Work to complete
Output every one of the records below again, line for line, without changing a single character.

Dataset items
>> begin

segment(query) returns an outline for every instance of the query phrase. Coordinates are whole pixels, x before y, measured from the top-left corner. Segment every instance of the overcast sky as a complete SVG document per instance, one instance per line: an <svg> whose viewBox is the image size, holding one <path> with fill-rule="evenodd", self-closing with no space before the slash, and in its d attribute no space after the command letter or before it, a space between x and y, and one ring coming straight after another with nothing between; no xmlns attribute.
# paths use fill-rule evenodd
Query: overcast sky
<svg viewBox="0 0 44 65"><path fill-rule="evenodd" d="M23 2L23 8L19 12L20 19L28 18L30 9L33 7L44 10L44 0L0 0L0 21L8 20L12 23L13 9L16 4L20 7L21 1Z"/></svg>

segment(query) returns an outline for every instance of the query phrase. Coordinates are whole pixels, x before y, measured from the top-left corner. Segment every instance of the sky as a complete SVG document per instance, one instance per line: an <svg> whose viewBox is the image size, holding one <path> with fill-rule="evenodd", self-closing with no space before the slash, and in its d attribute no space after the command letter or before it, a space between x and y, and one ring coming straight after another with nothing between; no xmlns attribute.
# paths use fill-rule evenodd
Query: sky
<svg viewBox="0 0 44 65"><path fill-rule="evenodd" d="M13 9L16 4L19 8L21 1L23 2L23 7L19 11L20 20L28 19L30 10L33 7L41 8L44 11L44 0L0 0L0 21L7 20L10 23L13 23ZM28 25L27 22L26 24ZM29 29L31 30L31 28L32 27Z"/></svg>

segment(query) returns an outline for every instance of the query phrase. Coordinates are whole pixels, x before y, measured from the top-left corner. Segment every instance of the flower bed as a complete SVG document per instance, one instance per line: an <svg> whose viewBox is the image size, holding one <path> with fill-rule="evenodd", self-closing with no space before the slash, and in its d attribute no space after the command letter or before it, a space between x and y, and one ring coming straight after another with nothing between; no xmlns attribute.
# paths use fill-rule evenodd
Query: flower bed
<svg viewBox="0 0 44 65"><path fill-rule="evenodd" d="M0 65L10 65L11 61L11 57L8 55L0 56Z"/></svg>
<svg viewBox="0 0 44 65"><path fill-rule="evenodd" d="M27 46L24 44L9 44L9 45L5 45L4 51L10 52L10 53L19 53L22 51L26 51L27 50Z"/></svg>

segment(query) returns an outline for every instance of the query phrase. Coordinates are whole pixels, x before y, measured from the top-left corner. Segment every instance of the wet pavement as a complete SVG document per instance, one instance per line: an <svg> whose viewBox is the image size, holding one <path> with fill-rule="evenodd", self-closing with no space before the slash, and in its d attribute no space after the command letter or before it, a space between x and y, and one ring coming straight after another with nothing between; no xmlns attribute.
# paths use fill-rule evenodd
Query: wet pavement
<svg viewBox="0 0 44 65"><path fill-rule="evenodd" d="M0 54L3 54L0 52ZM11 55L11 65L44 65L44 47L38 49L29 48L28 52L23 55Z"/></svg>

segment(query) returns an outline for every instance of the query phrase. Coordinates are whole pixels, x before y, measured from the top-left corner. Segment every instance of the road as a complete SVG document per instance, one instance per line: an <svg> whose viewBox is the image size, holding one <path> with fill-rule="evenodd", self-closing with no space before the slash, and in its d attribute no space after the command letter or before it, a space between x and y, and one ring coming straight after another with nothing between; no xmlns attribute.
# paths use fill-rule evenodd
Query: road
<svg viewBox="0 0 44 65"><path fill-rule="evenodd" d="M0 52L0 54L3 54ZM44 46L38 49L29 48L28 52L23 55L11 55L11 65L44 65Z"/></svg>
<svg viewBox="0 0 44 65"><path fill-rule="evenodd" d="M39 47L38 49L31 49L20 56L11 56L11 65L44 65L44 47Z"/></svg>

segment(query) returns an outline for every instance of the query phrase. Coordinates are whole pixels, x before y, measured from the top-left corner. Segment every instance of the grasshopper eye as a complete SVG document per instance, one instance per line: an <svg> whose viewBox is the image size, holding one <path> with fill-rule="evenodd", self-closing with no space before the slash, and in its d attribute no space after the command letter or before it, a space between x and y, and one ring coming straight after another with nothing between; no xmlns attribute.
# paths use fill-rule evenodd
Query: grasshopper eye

>> end

Correct response
segment(query) returns an outline for every instance of the query phrase. Coordinates are whole pixels, x before y, measured from the top-left corner. Segment every instance of the overcast sky as a complete SVG document per instance, one instance per line: an <svg> whose viewBox is the image size, holding one <path> with fill-rule="evenodd", self-closing with no space before the slash, and in its d attribute no space after the command letter or before it, a space between x and y, and one ring coming straight after another with nothing between; no xmlns attribute.
# paths use fill-rule evenodd
Query: overcast sky
<svg viewBox="0 0 44 65"><path fill-rule="evenodd" d="M23 2L23 8L19 12L20 19L28 18L30 9L33 7L44 10L44 0L0 0L0 21L8 20L12 23L13 9L16 4L20 7L21 1Z"/></svg>

segment(query) returns an outline for every instance of the query phrase. Coordinates are whole pixels, x before y, measured from the top-left corner. Segment every instance of the sky as a complete SVG document per instance, one instance per line: an <svg> whose viewBox is the image size, holding one <path> with fill-rule="evenodd", self-closing with no space before the slash, and in its d attribute no space after the command letter or before it, a space between x and y, and one ring coming straight after another with nothing between; no xmlns attribute.
# paths use fill-rule evenodd
Query: sky
<svg viewBox="0 0 44 65"><path fill-rule="evenodd" d="M13 9L16 4L19 8L21 1L23 2L23 7L19 11L20 20L28 19L30 10L33 7L41 8L44 11L44 0L0 0L0 21L7 20L10 23L13 23ZM28 25L27 22L26 24ZM29 29L31 30L31 28L32 27Z"/></svg>

segment(query) returns an outline for every instance of the query phrase. Coordinates are whole pixels, x before y, measured from the top-left corner. Segment every instance of the flower bed as a complete SVG document per instance, one instance per line: an <svg> whose viewBox is the image size, holding one <path> with fill-rule="evenodd", self-closing with no space before the slash, and in its d attribute no space after the command letter or before it, a space between x and y, and one ring coming straight after another with nothing between; no xmlns attribute.
# paths use fill-rule evenodd
Query: flower bed
<svg viewBox="0 0 44 65"><path fill-rule="evenodd" d="M0 65L10 65L11 61L11 57L8 55L0 56Z"/></svg>
<svg viewBox="0 0 44 65"><path fill-rule="evenodd" d="M27 46L24 44L9 44L9 45L5 45L4 51L10 52L10 53L19 53L22 51L26 51L27 50Z"/></svg>

segment(query) returns an outline for every instance of the query phrase. Coordinates are whole pixels, x before y, measured from the top-left corner. Segment every instance of the wet pavement as a complete SVG document per instance, one instance per line: an <svg> whose viewBox is the image size, holding one <path> with fill-rule="evenodd", self-closing with no space before the slash, and in its d attribute no space after the command letter or before it, a space between x and y, and one ring coming straight after another with nothing between; no xmlns attribute.
# paths use fill-rule evenodd
Query: wet pavement
<svg viewBox="0 0 44 65"><path fill-rule="evenodd" d="M0 54L3 54L0 52ZM11 55L11 65L44 65L44 47L38 49L29 48L28 52L23 55Z"/></svg>

segment(query) returns an outline for every instance of the query phrase. Coordinates are whole pixels, x before y, measured from the top-left corner. Segment every instance of the road as a complete SVG document per instance, one instance per line: an <svg> whose viewBox is the image size, holding one <path> with fill-rule="evenodd", self-closing with no space before the slash, and in its d attribute no space after the command letter or before it, a space between x and y, and one ring coming straight after another with nothing between; no xmlns attribute.
# paths use fill-rule evenodd
Query: road
<svg viewBox="0 0 44 65"><path fill-rule="evenodd" d="M0 52L0 54L3 54ZM44 46L38 49L29 48L28 52L23 55L11 55L11 65L44 65Z"/></svg>
<svg viewBox="0 0 44 65"><path fill-rule="evenodd" d="M39 47L38 49L31 49L20 56L11 56L11 65L44 65L44 47Z"/></svg>

segment(query) returns an outline for every instance of the query phrase. Coordinates are whole pixels, x before y, measured from the top-left corner. Segment every instance of the grasshopper eye as a complete SVG document per instance, one instance per line: an <svg> whose viewBox is the image size, holding one <path> with fill-rule="evenodd", self-closing with no space before the slash, and in its d attribute no space after the command letter or before it, a space between x and y, and one ring coming straight after another with nothing between; no xmlns attribute.
# paths use fill-rule evenodd
Query: grasshopper eye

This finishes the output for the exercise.